— start Dataset entries —

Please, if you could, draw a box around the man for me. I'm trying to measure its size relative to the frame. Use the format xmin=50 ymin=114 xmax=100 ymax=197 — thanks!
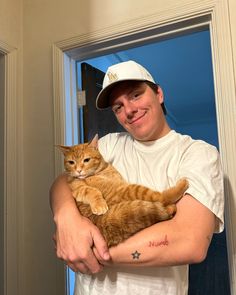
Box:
xmin=51 ymin=61 xmax=224 ymax=295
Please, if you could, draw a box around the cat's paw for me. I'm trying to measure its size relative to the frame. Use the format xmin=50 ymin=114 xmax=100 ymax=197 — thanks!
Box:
xmin=91 ymin=201 xmax=108 ymax=215
xmin=177 ymin=178 xmax=189 ymax=191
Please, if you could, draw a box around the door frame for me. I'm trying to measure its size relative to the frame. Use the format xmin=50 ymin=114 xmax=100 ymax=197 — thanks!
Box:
xmin=53 ymin=0 xmax=236 ymax=294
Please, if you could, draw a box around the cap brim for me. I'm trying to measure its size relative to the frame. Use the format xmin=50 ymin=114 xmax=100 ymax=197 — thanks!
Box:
xmin=96 ymin=79 xmax=155 ymax=110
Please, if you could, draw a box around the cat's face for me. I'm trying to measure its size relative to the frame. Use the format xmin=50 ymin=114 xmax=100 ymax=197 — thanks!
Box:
xmin=64 ymin=145 xmax=102 ymax=179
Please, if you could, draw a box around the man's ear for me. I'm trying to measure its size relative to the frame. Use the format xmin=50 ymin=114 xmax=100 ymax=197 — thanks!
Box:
xmin=89 ymin=134 xmax=98 ymax=149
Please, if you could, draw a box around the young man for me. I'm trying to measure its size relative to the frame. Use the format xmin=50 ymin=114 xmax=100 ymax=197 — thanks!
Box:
xmin=51 ymin=61 xmax=224 ymax=295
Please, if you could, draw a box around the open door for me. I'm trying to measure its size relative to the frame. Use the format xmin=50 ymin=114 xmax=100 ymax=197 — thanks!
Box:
xmin=81 ymin=62 xmax=124 ymax=142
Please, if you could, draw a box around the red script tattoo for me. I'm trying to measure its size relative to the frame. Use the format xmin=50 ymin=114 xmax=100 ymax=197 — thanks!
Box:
xmin=148 ymin=235 xmax=169 ymax=247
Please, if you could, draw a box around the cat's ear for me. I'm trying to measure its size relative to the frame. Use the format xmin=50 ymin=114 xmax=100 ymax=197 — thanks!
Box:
xmin=89 ymin=134 xmax=98 ymax=149
xmin=56 ymin=145 xmax=70 ymax=155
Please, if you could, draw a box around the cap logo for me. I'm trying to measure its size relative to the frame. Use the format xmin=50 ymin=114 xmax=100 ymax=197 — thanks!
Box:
xmin=107 ymin=72 xmax=118 ymax=83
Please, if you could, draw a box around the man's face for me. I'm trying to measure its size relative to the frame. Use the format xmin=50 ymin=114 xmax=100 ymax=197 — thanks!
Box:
xmin=110 ymin=81 xmax=169 ymax=141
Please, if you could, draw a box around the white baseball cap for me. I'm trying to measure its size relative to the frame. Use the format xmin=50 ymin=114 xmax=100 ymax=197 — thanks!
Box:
xmin=96 ymin=60 xmax=156 ymax=110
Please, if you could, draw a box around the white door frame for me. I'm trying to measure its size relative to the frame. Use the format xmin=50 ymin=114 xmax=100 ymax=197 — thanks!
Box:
xmin=53 ymin=0 xmax=236 ymax=294
xmin=0 ymin=41 xmax=23 ymax=295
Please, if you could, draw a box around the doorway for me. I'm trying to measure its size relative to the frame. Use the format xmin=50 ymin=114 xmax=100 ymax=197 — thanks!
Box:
xmin=65 ymin=29 xmax=230 ymax=295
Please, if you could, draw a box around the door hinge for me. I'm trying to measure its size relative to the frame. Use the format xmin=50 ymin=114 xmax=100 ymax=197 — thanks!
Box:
xmin=77 ymin=90 xmax=86 ymax=107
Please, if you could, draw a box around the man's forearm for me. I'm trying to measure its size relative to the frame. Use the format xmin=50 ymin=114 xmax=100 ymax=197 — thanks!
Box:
xmin=50 ymin=175 xmax=77 ymax=218
xmin=107 ymin=196 xmax=215 ymax=267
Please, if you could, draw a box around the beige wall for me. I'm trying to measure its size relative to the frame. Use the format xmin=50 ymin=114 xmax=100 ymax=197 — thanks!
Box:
xmin=0 ymin=53 xmax=5 ymax=294
xmin=0 ymin=0 xmax=236 ymax=295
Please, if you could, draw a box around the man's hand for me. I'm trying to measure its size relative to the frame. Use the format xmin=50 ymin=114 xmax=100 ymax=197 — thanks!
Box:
xmin=54 ymin=204 xmax=110 ymax=274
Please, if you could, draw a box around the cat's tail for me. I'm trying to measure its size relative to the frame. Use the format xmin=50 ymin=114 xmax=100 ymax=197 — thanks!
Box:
xmin=93 ymin=200 xmax=176 ymax=247
xmin=162 ymin=178 xmax=189 ymax=205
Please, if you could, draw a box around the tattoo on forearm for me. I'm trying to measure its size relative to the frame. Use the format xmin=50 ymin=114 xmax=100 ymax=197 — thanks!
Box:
xmin=148 ymin=235 xmax=169 ymax=247
xmin=131 ymin=250 xmax=141 ymax=259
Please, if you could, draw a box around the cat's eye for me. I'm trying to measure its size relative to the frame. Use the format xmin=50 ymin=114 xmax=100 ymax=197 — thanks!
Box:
xmin=84 ymin=158 xmax=90 ymax=163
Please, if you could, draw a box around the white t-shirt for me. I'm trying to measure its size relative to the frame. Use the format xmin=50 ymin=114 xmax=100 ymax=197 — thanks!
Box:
xmin=74 ymin=130 xmax=224 ymax=295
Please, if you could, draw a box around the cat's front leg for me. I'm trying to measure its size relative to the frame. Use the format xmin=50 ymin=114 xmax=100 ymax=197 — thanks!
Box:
xmin=72 ymin=185 xmax=108 ymax=215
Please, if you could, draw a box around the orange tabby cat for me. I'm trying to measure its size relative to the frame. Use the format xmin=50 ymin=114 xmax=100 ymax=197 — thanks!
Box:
xmin=59 ymin=135 xmax=188 ymax=247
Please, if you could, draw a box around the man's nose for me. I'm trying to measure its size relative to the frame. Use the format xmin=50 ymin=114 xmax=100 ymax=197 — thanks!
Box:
xmin=124 ymin=100 xmax=137 ymax=116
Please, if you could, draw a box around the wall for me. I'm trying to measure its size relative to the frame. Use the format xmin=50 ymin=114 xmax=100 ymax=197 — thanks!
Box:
xmin=0 ymin=53 xmax=5 ymax=294
xmin=0 ymin=0 xmax=233 ymax=295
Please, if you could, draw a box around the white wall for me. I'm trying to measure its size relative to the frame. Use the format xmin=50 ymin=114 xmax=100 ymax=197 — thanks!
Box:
xmin=0 ymin=0 xmax=236 ymax=295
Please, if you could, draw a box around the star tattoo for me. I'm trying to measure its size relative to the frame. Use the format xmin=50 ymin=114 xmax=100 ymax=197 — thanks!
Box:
xmin=131 ymin=250 xmax=141 ymax=259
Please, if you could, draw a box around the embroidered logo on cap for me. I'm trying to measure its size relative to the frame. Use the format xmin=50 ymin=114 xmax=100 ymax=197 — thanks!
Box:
xmin=107 ymin=72 xmax=118 ymax=83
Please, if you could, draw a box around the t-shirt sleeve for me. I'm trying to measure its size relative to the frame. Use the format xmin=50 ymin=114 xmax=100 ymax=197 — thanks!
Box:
xmin=179 ymin=142 xmax=224 ymax=232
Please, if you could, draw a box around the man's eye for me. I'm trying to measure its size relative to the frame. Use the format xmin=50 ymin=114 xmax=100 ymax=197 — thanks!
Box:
xmin=84 ymin=158 xmax=90 ymax=163
xmin=112 ymin=105 xmax=121 ymax=114
xmin=132 ymin=92 xmax=141 ymax=99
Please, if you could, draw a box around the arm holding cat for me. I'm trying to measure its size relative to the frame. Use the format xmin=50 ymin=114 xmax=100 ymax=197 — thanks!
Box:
xmin=95 ymin=195 xmax=216 ymax=267
xmin=50 ymin=175 xmax=110 ymax=273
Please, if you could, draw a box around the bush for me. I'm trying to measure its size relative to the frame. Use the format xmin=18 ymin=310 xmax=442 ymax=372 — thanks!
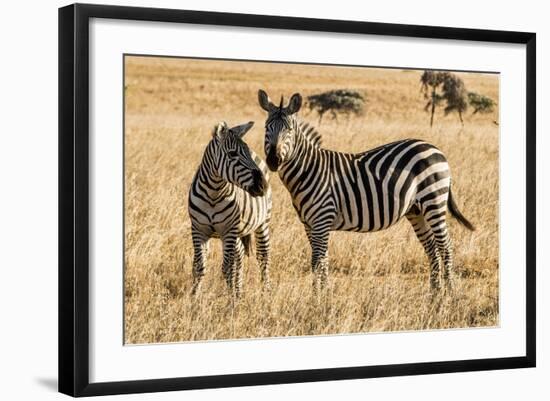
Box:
xmin=307 ymin=89 xmax=365 ymax=123
xmin=420 ymin=71 xmax=468 ymax=127
xmin=468 ymin=92 xmax=496 ymax=114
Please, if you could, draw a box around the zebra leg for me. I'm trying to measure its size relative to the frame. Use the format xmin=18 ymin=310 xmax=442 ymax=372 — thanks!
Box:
xmin=306 ymin=228 xmax=330 ymax=293
xmin=222 ymin=233 xmax=238 ymax=290
xmin=428 ymin=214 xmax=453 ymax=292
xmin=233 ymin=238 xmax=245 ymax=298
xmin=191 ymin=230 xmax=208 ymax=295
xmin=406 ymin=213 xmax=440 ymax=292
xmin=254 ymin=221 xmax=271 ymax=289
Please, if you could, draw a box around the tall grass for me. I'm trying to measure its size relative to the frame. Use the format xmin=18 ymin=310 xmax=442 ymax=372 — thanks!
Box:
xmin=125 ymin=57 xmax=499 ymax=343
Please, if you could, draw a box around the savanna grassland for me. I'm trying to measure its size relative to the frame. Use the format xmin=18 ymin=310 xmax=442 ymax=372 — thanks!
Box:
xmin=125 ymin=57 xmax=499 ymax=343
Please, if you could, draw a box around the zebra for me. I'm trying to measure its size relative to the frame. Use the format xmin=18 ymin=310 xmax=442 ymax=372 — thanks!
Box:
xmin=258 ymin=90 xmax=475 ymax=293
xmin=188 ymin=121 xmax=271 ymax=297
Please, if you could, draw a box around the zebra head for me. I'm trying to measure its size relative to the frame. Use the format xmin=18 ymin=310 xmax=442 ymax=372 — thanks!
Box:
xmin=212 ymin=121 xmax=268 ymax=196
xmin=258 ymin=89 xmax=302 ymax=171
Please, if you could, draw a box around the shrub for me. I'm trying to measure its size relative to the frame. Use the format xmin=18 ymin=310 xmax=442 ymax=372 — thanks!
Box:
xmin=420 ymin=71 xmax=468 ymax=127
xmin=307 ymin=89 xmax=365 ymax=124
xmin=468 ymin=92 xmax=496 ymax=114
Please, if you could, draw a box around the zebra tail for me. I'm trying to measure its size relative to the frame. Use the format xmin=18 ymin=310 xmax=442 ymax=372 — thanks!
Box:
xmin=447 ymin=188 xmax=476 ymax=231
xmin=241 ymin=234 xmax=252 ymax=257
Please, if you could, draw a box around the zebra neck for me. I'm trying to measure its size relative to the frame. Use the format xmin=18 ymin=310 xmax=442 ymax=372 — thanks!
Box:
xmin=279 ymin=128 xmax=322 ymax=194
xmin=196 ymin=147 xmax=233 ymax=200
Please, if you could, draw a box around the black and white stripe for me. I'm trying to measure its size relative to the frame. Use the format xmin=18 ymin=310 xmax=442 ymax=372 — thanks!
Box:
xmin=189 ymin=122 xmax=271 ymax=296
xmin=259 ymin=90 xmax=474 ymax=289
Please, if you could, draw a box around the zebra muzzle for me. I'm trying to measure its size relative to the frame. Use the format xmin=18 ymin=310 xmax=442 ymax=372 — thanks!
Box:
xmin=248 ymin=170 xmax=267 ymax=196
xmin=265 ymin=150 xmax=279 ymax=171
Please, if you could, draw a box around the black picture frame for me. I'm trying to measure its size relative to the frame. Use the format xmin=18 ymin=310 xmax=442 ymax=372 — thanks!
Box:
xmin=59 ymin=4 xmax=536 ymax=396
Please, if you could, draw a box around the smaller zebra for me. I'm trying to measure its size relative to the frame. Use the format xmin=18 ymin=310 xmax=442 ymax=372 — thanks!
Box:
xmin=189 ymin=121 xmax=271 ymax=297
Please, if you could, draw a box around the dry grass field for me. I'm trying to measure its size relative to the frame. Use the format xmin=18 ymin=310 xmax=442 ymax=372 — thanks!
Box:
xmin=125 ymin=57 xmax=499 ymax=344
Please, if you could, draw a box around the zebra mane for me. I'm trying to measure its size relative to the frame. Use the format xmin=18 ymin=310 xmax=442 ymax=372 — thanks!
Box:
xmin=297 ymin=121 xmax=323 ymax=149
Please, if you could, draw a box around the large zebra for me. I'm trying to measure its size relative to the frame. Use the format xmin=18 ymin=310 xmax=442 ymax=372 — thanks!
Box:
xmin=189 ymin=121 xmax=271 ymax=296
xmin=258 ymin=90 xmax=474 ymax=290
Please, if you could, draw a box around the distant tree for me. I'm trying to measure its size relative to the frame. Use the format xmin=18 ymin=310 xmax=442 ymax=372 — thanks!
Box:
xmin=307 ymin=89 xmax=365 ymax=124
xmin=468 ymin=92 xmax=496 ymax=114
xmin=420 ymin=70 xmax=468 ymax=127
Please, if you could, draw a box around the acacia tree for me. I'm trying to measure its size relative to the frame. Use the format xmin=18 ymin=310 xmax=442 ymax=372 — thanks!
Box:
xmin=420 ymin=70 xmax=468 ymax=127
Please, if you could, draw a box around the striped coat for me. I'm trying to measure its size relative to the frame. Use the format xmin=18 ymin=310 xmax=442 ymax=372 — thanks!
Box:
xmin=259 ymin=91 xmax=473 ymax=289
xmin=188 ymin=122 xmax=271 ymax=296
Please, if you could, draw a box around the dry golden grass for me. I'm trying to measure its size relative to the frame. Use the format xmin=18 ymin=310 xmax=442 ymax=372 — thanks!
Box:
xmin=125 ymin=57 xmax=499 ymax=343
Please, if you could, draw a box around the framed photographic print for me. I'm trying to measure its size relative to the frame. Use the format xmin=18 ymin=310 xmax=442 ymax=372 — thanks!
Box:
xmin=59 ymin=4 xmax=535 ymax=396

— end Dataset entries —

Reproduce the stretch of the listing from the line containing "Please, if you could, draw a box around the doorway" through the line containing "xmin=74 ymin=130 xmax=224 ymax=295", requests included, shifting every bounding-box coordinate in the answers up by 67. Leave the requests and their format samples unchanged.

* The answer:
Please, if you could, draw a box around the doorway for me. I'm trying to measure its size relative to the frame. Use the format xmin=50 ymin=114 xmax=100 ymax=197 — thanks!
Box:
xmin=132 ymin=96 xmax=297 ymax=362
Please, if you could, draw a box around the door hinge for me. I'm trying to measure its size relative to the frame. Use the format xmin=50 ymin=114 xmax=100 ymax=197 — thanks!
Box:
xmin=144 ymin=157 xmax=153 ymax=174
Please, if you could, draw a box around the man's forearm for me. I'm trying to measure its size relative to the frame. Use the format xmin=50 ymin=114 xmax=100 ymax=197 — thanks!
Box:
xmin=117 ymin=242 xmax=144 ymax=285
xmin=174 ymin=263 xmax=282 ymax=334
Please, if you could, draw a box around the beige wall for me. I'm trying to measure its size relative to the frame. Use the format xmin=50 ymin=114 xmax=100 ymax=197 — thanks!
Box:
xmin=67 ymin=120 xmax=72 ymax=361
xmin=67 ymin=67 xmax=303 ymax=362
Please, if you could, draw a box around the man's hand for me. I'm trying to measure its size relative to the frame. Use the format xmin=50 ymin=114 xmax=100 ymax=197 — thanks!
Box:
xmin=121 ymin=271 xmax=177 ymax=341
Please, if you could, draw a box around the cat's tail for me. I'm trying to measure its size relative to the frame. Use the format xmin=50 ymin=114 xmax=100 ymax=197 — thanks!
Box:
xmin=160 ymin=267 xmax=243 ymax=314
xmin=229 ymin=245 xmax=256 ymax=272
Please, if you could, draw a box around the tattoo on forearm for me. I'm trying to measure its size relative to the frame. Use the format xmin=50 ymin=114 xmax=100 ymax=197 — thanks!
Box:
xmin=215 ymin=302 xmax=236 ymax=314
xmin=198 ymin=317 xmax=208 ymax=326
Please, if you could, draw a box around the cat's eye for me. I'm trying to measure its size relative to the frame. Use the format xmin=50 ymin=114 xmax=100 ymax=197 — thanks!
Box:
xmin=151 ymin=225 xmax=157 ymax=230
Please, if you could, draw a box around the white t-shirt for me. I'm trying to measure its size relative to the frame. Use the format xmin=50 ymin=114 xmax=100 ymax=197 — thanks!
Box:
xmin=141 ymin=197 xmax=291 ymax=362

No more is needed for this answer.